EXERCISE BRIEF -> Output each line of the listing below as a numbered list, skipping any blank lines.

[Collected data]
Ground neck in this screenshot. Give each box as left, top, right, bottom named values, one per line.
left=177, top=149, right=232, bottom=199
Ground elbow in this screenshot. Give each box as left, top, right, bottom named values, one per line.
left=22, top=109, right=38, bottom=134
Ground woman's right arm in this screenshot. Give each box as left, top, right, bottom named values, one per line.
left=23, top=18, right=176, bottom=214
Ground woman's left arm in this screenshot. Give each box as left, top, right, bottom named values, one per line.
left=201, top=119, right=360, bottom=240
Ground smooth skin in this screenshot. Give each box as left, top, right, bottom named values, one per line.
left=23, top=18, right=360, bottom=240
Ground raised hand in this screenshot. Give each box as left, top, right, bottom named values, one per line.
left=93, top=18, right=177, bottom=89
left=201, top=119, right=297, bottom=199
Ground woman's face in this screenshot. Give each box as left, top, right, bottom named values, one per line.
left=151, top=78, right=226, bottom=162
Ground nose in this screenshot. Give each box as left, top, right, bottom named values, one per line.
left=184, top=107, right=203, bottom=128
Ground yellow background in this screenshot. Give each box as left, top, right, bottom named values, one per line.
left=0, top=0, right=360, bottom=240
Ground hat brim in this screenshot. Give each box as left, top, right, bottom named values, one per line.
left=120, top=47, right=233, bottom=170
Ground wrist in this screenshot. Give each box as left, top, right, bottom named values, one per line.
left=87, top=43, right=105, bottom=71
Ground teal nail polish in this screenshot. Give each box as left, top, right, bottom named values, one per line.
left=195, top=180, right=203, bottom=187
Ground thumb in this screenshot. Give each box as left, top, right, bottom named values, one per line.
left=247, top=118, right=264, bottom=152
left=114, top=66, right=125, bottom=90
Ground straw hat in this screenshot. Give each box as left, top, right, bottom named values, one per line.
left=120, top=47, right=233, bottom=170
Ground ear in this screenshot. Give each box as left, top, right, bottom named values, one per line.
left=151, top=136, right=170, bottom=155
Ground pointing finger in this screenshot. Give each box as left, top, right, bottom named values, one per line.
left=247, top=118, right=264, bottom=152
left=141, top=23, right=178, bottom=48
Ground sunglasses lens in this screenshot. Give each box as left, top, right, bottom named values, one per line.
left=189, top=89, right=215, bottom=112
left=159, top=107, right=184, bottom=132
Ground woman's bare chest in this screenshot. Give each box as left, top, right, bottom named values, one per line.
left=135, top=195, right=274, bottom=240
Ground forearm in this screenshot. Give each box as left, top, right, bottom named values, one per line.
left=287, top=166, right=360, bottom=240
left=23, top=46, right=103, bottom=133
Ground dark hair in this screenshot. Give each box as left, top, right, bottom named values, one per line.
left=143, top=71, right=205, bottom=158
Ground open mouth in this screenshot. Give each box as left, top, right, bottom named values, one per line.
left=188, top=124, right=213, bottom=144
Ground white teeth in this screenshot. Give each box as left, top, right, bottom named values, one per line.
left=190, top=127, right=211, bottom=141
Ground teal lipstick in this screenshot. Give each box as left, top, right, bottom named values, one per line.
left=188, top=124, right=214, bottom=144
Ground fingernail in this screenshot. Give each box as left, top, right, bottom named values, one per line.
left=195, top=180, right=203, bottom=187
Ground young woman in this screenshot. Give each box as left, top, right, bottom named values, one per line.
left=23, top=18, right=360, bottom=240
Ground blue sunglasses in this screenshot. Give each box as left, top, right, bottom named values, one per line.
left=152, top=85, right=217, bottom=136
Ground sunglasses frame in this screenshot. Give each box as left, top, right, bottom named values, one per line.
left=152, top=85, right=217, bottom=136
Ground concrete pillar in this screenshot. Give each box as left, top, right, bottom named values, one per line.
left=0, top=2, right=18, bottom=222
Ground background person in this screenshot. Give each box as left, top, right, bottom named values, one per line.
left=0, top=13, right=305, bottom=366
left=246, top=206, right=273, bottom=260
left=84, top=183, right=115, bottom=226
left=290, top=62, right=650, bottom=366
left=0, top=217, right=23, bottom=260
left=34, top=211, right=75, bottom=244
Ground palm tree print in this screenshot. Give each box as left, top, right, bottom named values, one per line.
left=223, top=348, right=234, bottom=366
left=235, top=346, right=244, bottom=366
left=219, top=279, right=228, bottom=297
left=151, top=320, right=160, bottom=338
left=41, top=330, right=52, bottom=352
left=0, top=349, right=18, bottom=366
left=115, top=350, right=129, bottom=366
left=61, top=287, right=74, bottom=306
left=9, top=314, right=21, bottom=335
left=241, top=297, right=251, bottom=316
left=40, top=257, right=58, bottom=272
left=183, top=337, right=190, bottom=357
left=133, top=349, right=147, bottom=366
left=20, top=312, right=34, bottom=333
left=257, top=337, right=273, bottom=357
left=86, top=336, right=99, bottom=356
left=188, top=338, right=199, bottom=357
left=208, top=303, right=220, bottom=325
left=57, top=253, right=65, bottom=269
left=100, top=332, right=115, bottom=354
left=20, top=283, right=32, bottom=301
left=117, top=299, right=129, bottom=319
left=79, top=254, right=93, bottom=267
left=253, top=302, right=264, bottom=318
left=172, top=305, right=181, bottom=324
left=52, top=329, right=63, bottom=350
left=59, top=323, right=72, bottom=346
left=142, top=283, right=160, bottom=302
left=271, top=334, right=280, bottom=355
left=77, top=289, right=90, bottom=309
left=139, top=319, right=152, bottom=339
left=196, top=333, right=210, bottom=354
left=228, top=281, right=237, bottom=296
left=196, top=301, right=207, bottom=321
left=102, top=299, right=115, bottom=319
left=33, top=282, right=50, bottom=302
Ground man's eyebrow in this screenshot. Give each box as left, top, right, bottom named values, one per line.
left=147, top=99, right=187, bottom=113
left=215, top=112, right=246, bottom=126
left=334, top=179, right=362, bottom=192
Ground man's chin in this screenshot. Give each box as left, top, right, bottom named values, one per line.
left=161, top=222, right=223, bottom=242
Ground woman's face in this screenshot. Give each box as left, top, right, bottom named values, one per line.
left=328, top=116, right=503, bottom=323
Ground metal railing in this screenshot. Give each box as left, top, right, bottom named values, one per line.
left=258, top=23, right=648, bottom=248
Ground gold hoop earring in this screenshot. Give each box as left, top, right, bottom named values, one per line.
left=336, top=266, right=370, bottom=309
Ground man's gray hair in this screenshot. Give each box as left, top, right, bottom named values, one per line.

SOLUTION TO THIS EXERCISE ->
1. Ground neck in this screenshot. Give each box as left, top, right, bottom named values, one per line.
2. left=177, top=149, right=232, bottom=199
3. Ground elbow in this screenshot. Give each box as left, top, right, bottom named values, one per line.
4. left=22, top=109, right=38, bottom=134
5. Ground woman's right arm in this screenshot. Give each box as left, top, right, bottom named values, one per line.
6. left=23, top=18, right=176, bottom=214
7. Ground woman's left arm in this screenshot. Give each box as left, top, right, bottom named values, one per line.
8. left=201, top=119, right=360, bottom=240
9. Ground smooth skin in this screenshot. Give each box as left, top, right, bottom named values, one per line.
10. left=23, top=18, right=360, bottom=240
11. Ground raised hand in this screenshot. Give each box as left, top, right, bottom named values, one per line.
12. left=93, top=18, right=177, bottom=89
13. left=201, top=119, right=297, bottom=199
14. Ground woman's face in this screenshot. Give each box as left, top, right, bottom named values, one per line.
15. left=151, top=78, right=226, bottom=162
16. Ground nose in this screenshot. Give each box as left, top, right, bottom named values, one per line.
17. left=184, top=107, right=203, bottom=128
18. Ground yellow background in this screenshot. Give each box as left, top, right, bottom named values, one per line.
19. left=0, top=0, right=360, bottom=240
20. Ground hat brim in this screenshot. Give each box as left, top, right, bottom named values, one per line.
21. left=120, top=47, right=233, bottom=170
22. Ground wrist in this screenshot. Give each box as left, top, right, bottom named values, one per line.
23. left=87, top=43, right=105, bottom=71
24. Ground teal nail polish in this screenshot. Give each box as left, top, right, bottom named values, one per line.
25. left=195, top=180, right=203, bottom=187
26. Ground thumb in this screenshot. Give each box as left, top, right, bottom named values, one per line.
27. left=247, top=118, right=264, bottom=152
28. left=114, top=66, right=125, bottom=90
29. Ground straw hat in this screenshot. Give each box as left, top, right, bottom named values, one per line.
30. left=120, top=47, right=233, bottom=170
31. Ground ear in this screenshot. Give each box as left, top, right, bottom named values, one per line.
32. left=151, top=136, right=170, bottom=155
33. Ground pointing finger in this screenshot. Give each box as left, top, right, bottom named values, one per line.
34. left=247, top=118, right=264, bottom=152
35. left=141, top=23, right=178, bottom=48
36. Ground sunglasses lens in this screenshot. Give each box as left, top, right, bottom named values, one per line.
37. left=189, top=89, right=215, bottom=112
38. left=159, top=107, right=184, bottom=132
39. Ground woman's bare chest in this screenshot. Give each box as left, top, right, bottom named values, one per line.
40. left=135, top=195, right=274, bottom=240
41. Ground forearm in this screenshot. Give each box as left, top, right, bottom named values, one per line.
42. left=287, top=166, right=360, bottom=240
43. left=23, top=46, right=103, bottom=133
44. Ground dark hair in this screenshot. Give each box as left, top, right, bottom named values, one per line.
45. left=143, top=71, right=205, bottom=158
46. Ground open mouth in this screenshot. Give each box as left, top, right, bottom named values, one per line.
47. left=188, top=124, right=213, bottom=144
48. Ground white teeth in this screenshot. Give each box as left, top, right, bottom named values, one per line.
49. left=190, top=127, right=211, bottom=141
50. Ground teal lipstick in this screenshot. Give each box as left, top, right, bottom named values, one per line.
51. left=188, top=124, right=214, bottom=144
52. Ground fingernail in this screenshot. Give each box as left, top, right, bottom named values, one per line.
53. left=195, top=180, right=203, bottom=187
54. Ground young woman in this screenshot. Give each box as left, top, right, bottom named values, one per line.
55. left=23, top=18, right=360, bottom=240
56. Ground blue sunglasses in this screenshot. Give each box as left, top, right, bottom named values, one per line.
57. left=152, top=85, right=217, bottom=136
58. Ground sunglasses frame in this screenshot. Give each box as left, top, right, bottom named values, one per line.
59. left=152, top=85, right=217, bottom=136
60. Ground concrete pillar in this screenshot. Give each box as left, top, right, bottom named values, one per line.
61. left=0, top=2, right=18, bottom=222
62. Ground background person in this screenshot. Give each box as left, top, right, bottom named values, one per line.
63. left=0, top=13, right=305, bottom=366
64. left=246, top=206, right=273, bottom=260
65. left=84, top=183, right=115, bottom=226
66. left=290, top=62, right=650, bottom=366
67. left=0, top=217, right=23, bottom=260
68. left=34, top=211, right=75, bottom=244
69. Ground palm tree print in this screenshot. Give each box as left, top, right, bottom named values, one per line.
70. left=223, top=348, right=234, bottom=366
71. left=235, top=346, right=244, bottom=366
72. left=219, top=279, right=228, bottom=297
73. left=151, top=320, right=160, bottom=338
74. left=41, top=330, right=52, bottom=352
75. left=0, top=349, right=18, bottom=366
76. left=115, top=350, right=129, bottom=366
77. left=61, top=287, right=74, bottom=306
78. left=9, top=314, right=21, bottom=335
79. left=241, top=297, right=251, bottom=316
80. left=40, top=257, right=58, bottom=272
81. left=183, top=337, right=190, bottom=357
82. left=133, top=349, right=147, bottom=366
83. left=20, top=312, right=34, bottom=333
84. left=257, top=337, right=273, bottom=357
85. left=86, top=336, right=99, bottom=356
86. left=188, top=338, right=199, bottom=357
87. left=208, top=303, right=220, bottom=325
88. left=57, top=253, right=65, bottom=269
89. left=100, top=332, right=115, bottom=354
90. left=20, top=283, right=32, bottom=301
91. left=117, top=299, right=129, bottom=319
92. left=79, top=254, right=93, bottom=267
93. left=253, top=302, right=264, bottom=318
94. left=172, top=305, right=181, bottom=324
95. left=52, top=329, right=63, bottom=350
96. left=59, top=323, right=72, bottom=346
97. left=142, top=283, right=160, bottom=302
98. left=271, top=334, right=280, bottom=355
99. left=77, top=289, right=90, bottom=309
100. left=139, top=319, right=152, bottom=339
101. left=196, top=333, right=210, bottom=354
102. left=228, top=281, right=237, bottom=296
103. left=196, top=301, right=207, bottom=321
104. left=102, top=299, right=115, bottom=319
105. left=33, top=282, right=50, bottom=302
106. Ground man's eyebrow in this screenshot. Give each box as left, top, right, bottom named values, one per line.
107. left=147, top=99, right=187, bottom=113
108. left=215, top=112, right=246, bottom=126
109. left=334, top=179, right=362, bottom=192
110. Ground man's chin in this screenshot. Give each box as left, top, right, bottom named values, one per line.
111. left=161, top=222, right=223, bottom=242
112. Ground woman's face in this screenshot. Give each box as left, top, right, bottom named values, one per line.
113. left=328, top=116, right=503, bottom=323
114. Ground metal railing in this screenshot. Give each box as left, top, right, bottom named values, one per line.
115. left=258, top=23, right=648, bottom=248
116. Ground gold hoop earring in this screenshot. Give each box as left, top, right, bottom named values, one per line.
117. left=336, top=266, right=370, bottom=309
118. Ground man's gray hair in this screenshot. Give each box as left, top, right, bottom named values, one per line.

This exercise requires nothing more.